Exercise description:
Could you print the listing again exactly, omitting the pictures?

━━━ Supplied data

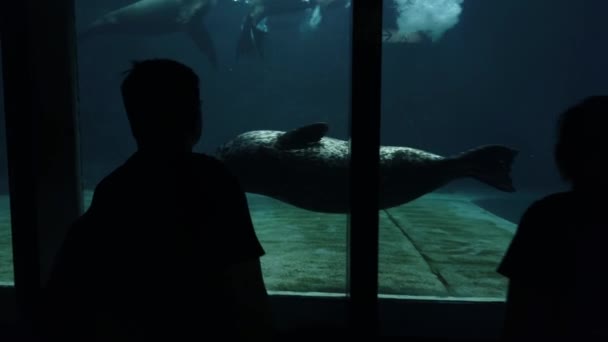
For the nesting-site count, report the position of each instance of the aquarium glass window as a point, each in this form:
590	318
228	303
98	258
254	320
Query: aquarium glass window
458	77
6	248
285	71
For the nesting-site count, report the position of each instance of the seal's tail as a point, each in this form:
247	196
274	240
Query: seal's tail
491	164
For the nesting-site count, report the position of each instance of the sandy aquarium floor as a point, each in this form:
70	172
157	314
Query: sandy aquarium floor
444	245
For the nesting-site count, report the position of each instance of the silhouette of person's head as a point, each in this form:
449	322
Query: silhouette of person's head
582	144
162	101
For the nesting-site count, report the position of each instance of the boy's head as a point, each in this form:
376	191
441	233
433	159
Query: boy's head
162	101
582	144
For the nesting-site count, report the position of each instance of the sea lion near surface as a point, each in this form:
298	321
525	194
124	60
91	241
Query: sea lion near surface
156	17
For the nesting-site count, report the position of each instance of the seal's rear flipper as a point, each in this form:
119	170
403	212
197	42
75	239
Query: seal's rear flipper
203	41
491	164
302	137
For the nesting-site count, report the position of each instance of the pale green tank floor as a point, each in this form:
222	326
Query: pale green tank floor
441	245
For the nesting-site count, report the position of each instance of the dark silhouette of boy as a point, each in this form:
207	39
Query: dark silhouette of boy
557	260
167	249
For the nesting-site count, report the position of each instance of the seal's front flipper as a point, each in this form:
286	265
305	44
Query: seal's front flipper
302	137
252	38
203	41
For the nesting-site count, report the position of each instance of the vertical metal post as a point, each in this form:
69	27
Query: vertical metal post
364	176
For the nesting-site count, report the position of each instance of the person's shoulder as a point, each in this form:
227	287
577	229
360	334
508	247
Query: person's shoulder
210	163
549	205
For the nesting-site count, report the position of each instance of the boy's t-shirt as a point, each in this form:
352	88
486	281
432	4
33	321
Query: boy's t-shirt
155	245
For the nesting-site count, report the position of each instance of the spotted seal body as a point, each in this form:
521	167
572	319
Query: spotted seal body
155	17
305	168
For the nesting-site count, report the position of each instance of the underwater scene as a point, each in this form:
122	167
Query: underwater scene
474	82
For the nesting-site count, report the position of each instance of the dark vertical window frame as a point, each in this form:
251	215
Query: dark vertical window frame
39	67
363	219
21	138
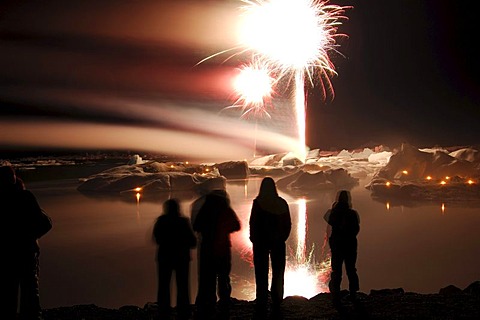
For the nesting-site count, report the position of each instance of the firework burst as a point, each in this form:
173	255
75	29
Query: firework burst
290	39
293	35
254	89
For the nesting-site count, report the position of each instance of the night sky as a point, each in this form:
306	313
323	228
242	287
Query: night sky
407	73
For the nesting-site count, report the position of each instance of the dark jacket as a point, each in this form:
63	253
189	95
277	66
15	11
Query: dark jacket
174	237
344	221
24	220
215	221
270	223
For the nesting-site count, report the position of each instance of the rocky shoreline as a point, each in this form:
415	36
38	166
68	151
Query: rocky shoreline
449	303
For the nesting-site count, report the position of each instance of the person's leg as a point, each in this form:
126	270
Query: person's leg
224	286
336	272
163	291
260	262
278	273
9	284
29	289
207	283
183	295
351	270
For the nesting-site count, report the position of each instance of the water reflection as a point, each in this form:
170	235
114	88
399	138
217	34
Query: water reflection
304	275
99	240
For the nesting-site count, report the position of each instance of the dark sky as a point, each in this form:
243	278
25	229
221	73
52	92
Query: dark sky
410	74
408	71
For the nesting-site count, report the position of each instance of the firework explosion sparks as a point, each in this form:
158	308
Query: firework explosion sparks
254	88
291	37
294	36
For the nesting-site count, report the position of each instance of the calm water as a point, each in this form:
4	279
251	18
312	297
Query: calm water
100	249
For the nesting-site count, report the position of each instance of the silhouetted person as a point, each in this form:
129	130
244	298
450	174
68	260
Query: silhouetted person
215	221
175	238
270	226
343	227
24	222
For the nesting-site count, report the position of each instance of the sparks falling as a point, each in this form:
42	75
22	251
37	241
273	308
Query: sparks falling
254	89
294	38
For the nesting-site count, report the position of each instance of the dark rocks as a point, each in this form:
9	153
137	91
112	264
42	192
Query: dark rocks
379	304
451	289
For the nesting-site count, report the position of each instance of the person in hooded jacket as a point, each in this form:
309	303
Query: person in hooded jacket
270	226
343	228
175	238
24	223
215	221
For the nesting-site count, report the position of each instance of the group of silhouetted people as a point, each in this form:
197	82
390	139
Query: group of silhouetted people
212	222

━━━━━━

Result of the exercise:
For the nesting-site count, report the position of each instance of the aquarium glass window as a point, each in this form:
590	318
228	303
98	258
254	320
Query: aquarium glass window
458	77
6	248
285	71
For the nesting-site count, report the position of each instance of the seal's tail as a point, each in this form:
247	196
274	240
Query: seal's tail
491	164
For the nesting-site count, report the position of each instance of the sandy aquarium floor as a point, each in this form:
70	172
157	314
Query: sandy aquarium floor
444	245
For the nesting-site count, report the position of each instance of the silhouette of person's head as a point, each in this form:
449	322
Query: silhouette of person's head
582	144
162	101
For the nesting-site count, report the position of each instance of the boy's head as a point, each in this form:
376	191
441	233
433	159
Query: boy's head
162	101
582	144
For the nesting-site count, report the position of each instance of the sea lion near surface as a point, each in this form:
298	321
525	194
124	60
91	241
Query: sea lion near surface
156	17
For the nesting-site count, report the position of each instance of the seal's rear flipper as a point, each in this form:
119	170
403	212
197	42
75	239
Query: seal's rear flipper
203	41
491	164
302	137
For the nesting-site count, report the position of each instance of the pale green tank floor as a point, each in this form:
222	326
Query: pale green tank floor
441	245
For the nesting-site count, report the position of each instance of the dark silhouette of boy as a point, each in this form:
207	39
Query: dark silhouette of boy
557	260
167	249
For the nesting-site count, report the position of each instance of the seal's front flipper as a point, each in this form:
286	265
305	44
Query: seal's front flipper
302	137
252	38
203	41
For the nesting-site count, report the position of each instance of the vertical metal post as a point, each in this form:
69	27
Query: vertical metal post
364	176
For the nesting-site count, report the position of each instance of the person's shoulder as a point, each in this form:
227	287
577	229
360	334
508	247
Query: person's shoulder
210	163
549	205
For the nesting-site count, report the position of each instance of the boy's t-shirt as a point, each in this form:
352	88
486	281
432	4
33	321
Query: boy's t-shirt
155	245
For the nesting-site count, report the position of each instance of the spotted seal body as a point, each in this form:
521	167
572	319
Query: spotted seal body
155	17
305	168
For the nesting-site count, report the position of each instance of the underwater scene as a point, each in this form:
122	167
Query: underwater scene
474	82
For the nesting-site count, report the position of each instance of the dark vertical window frame as a point, each in this form:
251	215
Query: dark vertical window frame
39	67
363	219
21	138
For the nesting-site count, report the position of each instance of the firework burst as a point, each in this form:
173	255
75	29
Query: firework burst
290	39
293	35
254	89
For the nesting-site count, report the position of each instance of the night sky as a point, each in this form:
306	313
323	228
242	287
Query: night sky
407	73
For the nesting-site count, report the position of each instance of the dark jacket as a point, each in this form:
63	253
189	95
277	66
15	11
Query: dark jacket
174	237
344	221
24	220
215	221
270	223
For the nesting-site count, report the position of each instance of the rocky shoreline as a point, each in this form:
415	36
38	166
68	151
Query: rocky shoreline
449	303
For the nesting-site count, report the position of each instance of the person's leg as a point, each in this form:
126	270
Query: person's leg
224	286
336	272
163	291
260	262
278	273
9	284
29	289
207	283
183	295
351	270
For the nesting-site count, report the position of each instance of the water reflection as a point, each in this form:
170	235
114	88
399	138
217	34
Query: water reflection
304	275
99	240
For the nesting-site count, report the position of each instance of the dark sky as a point, each in this form:
243	278
25	229
221	73
52	92
Query: dark sky
410	74
408	71
For the nesting-site count, report the position of each instance of the firework explosion sparks as a point, each in this form:
158	308
Query: firework explosion sparks
254	88
291	37
294	36
For the nesting-site count, report the position of each instance of the calm water as a point, each in this form:
4	279
251	18
312	297
Query: calm water
100	249
For the nesting-site count, report the position of each instance of the silhouetted person as a point, each in this form:
129	130
244	298
450	174
68	260
Query: silhouetted person
215	221
175	238
270	226
343	227
24	222
For the nesting-site count, report the position of each instance of the sparks falling as a point, each in this form:
42	75
22	251
37	241
273	308
Query: sparks falling
254	89
294	38
For the nesting-site count, report the position of each instance of the dark rocks as a point, each in this form:
9	153
137	91
112	264
42	192
Query: dark rocks
379	304
451	289
For the nesting-site count, report the position of each instance of the person in hooded jacket as a point, each in this form:
309	303
Query: person in hooded jacket
270	226
343	228
175	238
24	223
215	221
For the nesting-site count, report the position of each instance of the group of silhouetted people as a point, each in this form:
197	82
390	139
Query: group of silhouetted people
212	222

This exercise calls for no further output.